*YOUR TASK*. Lay out the lines of the entries below as a Markdown table with the columns "Row" and "Entry line," numbering each row and skipping blank lines. Leave the pictures out of the table.

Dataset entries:
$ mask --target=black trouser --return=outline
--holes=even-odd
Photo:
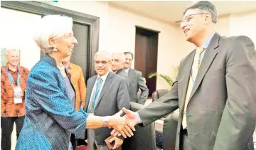
[[[25,117],[1,117],[1,149],[11,150],[11,133],[15,122],[16,127],[17,139],[22,129]]]
[[[181,127],[182,128],[182,127]],[[181,129],[181,136],[180,136],[180,150],[188,150],[188,130]]]

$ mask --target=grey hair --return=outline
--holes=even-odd
[[[73,19],[60,15],[47,15],[38,23],[33,33],[33,39],[45,53],[50,53],[54,49],[49,39],[56,39],[72,31]]]
[[[108,51],[97,51],[95,55],[94,55],[94,60],[95,60],[95,58],[100,55],[103,55],[107,56],[107,60],[111,61],[112,60],[112,57],[111,57],[111,53]]]
[[[124,62],[125,61],[125,55],[124,53],[114,53],[113,54],[118,55]]]
[[[218,20],[218,11],[215,8],[215,6],[211,4],[208,1],[199,1],[191,6],[189,6],[185,9],[185,11],[183,12],[183,15],[186,14],[186,12],[188,9],[198,9],[201,11],[206,11],[208,13],[210,13],[211,18],[212,18],[212,22],[214,23],[217,23]]]
[[[12,52],[12,51],[16,51],[16,52],[18,52],[19,53],[19,51],[16,48],[6,48],[6,55],[9,54],[10,52]]]

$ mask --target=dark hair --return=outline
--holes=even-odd
[[[131,52],[124,52],[124,55],[131,54],[132,58],[132,60],[133,60],[133,54],[132,54]]]
[[[218,11],[215,6],[208,1],[199,1],[191,6],[187,7],[183,12],[183,15],[188,9],[199,9],[201,11],[206,11],[210,14],[213,23],[217,23]]]

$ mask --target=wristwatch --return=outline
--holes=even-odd
[[[107,117],[103,118],[102,119],[103,127],[108,127],[108,122],[109,122],[108,118]]]

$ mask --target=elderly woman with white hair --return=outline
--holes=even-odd
[[[75,111],[75,90],[62,63],[78,43],[72,18],[49,15],[38,24],[34,40],[46,55],[27,80],[26,113],[16,149],[75,149],[70,146],[70,135],[83,139],[85,128],[112,127],[131,136],[132,130],[120,117],[122,111],[107,117],[88,114],[82,109]]]

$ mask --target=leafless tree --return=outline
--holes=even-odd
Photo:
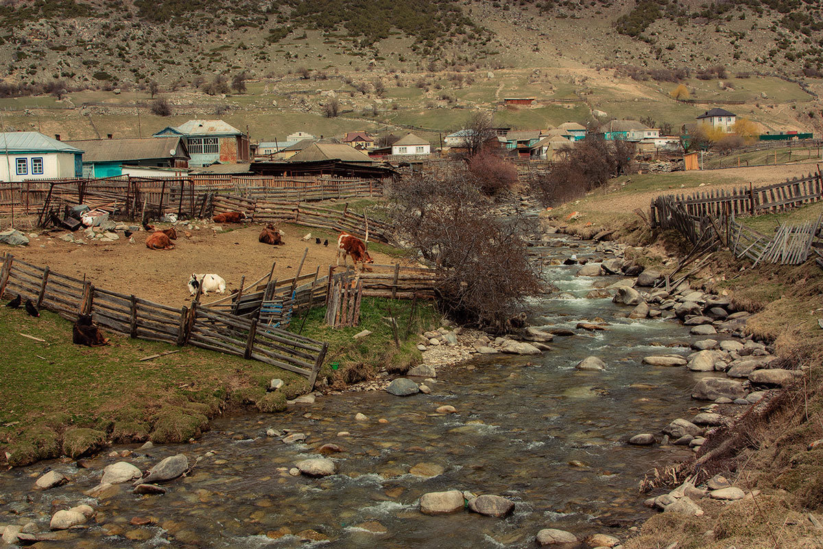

*EXERCISE RESULT*.
| Row | Entry line |
|---|---|
| 1 | $ mask --target=black trouser --return=outline |
| 2 | --holes=even-odd |
| 3 | Photo: |
| 4 | [[[25,117],[1,117],[1,149],[11,150],[11,133],[15,122],[16,127],[17,139],[22,129]]] |
| 5 | [[[181,127],[182,128],[182,127]],[[181,129],[181,136],[180,136],[180,150],[188,150],[188,130]]] |
| 6 | $ mask --target=grey hair --return=outline |
| 7 | --holes=even-odd |
| 8 | [[[73,19],[60,15],[47,15],[38,23],[33,33],[33,39],[45,53],[50,53],[54,49],[49,39],[56,39],[72,31]]] |
| 9 | [[[108,51],[97,51],[95,55],[94,55],[94,60],[95,60],[95,58],[100,55],[103,55],[107,56],[107,60],[111,61],[112,60],[112,57],[111,57],[111,53]]] |
| 10 | [[[124,62],[125,61],[125,55],[124,53],[114,53],[113,54],[118,55]]] |
| 11 | [[[218,20],[218,11],[215,8],[215,6],[211,4],[208,1],[199,1],[191,6],[189,6],[185,9],[185,11],[183,12],[183,15],[186,14],[186,12],[188,9],[198,9],[201,11],[206,11],[208,13],[210,13],[211,18],[212,18],[212,22],[214,23],[217,23]]] |
| 12 | [[[12,52],[12,51],[16,51],[16,52],[18,52],[19,53],[19,51],[16,48],[6,48],[6,55],[9,54],[10,52]]] |
| 13 | $ mask --target=dark hair --return=outline |
| 14 | --holes=even-odd |
| 15 | [[[131,52],[124,52],[124,55],[131,54],[132,58],[132,60],[133,60],[133,54],[132,54]]] |
| 16 | [[[218,11],[215,6],[208,1],[199,1],[191,6],[187,7],[183,12],[183,15],[188,9],[199,9],[201,11],[206,11],[210,14],[213,23],[217,23]]] |
| 17 | $ mask --target=wristwatch --return=outline |
| 18 | --holes=even-odd |
| 19 | [[[107,117],[103,118],[102,119],[103,127],[108,127],[108,122],[109,122],[108,118]]] |
| 20 | $ mask --target=elderly woman with white hair --return=outline |
| 21 | --holes=even-odd |
| 22 | [[[75,111],[75,90],[62,63],[78,43],[72,18],[49,15],[38,24],[34,40],[46,55],[27,80],[26,113],[16,149],[75,149],[70,146],[70,135],[83,139],[85,128],[112,127],[131,136],[132,130],[120,117],[122,111],[107,117],[88,114],[82,109]]] |
| 23 | $ mask --target=leafless tree --return=outline |
| 24 | --holes=even-odd |
| 25 | Photo: |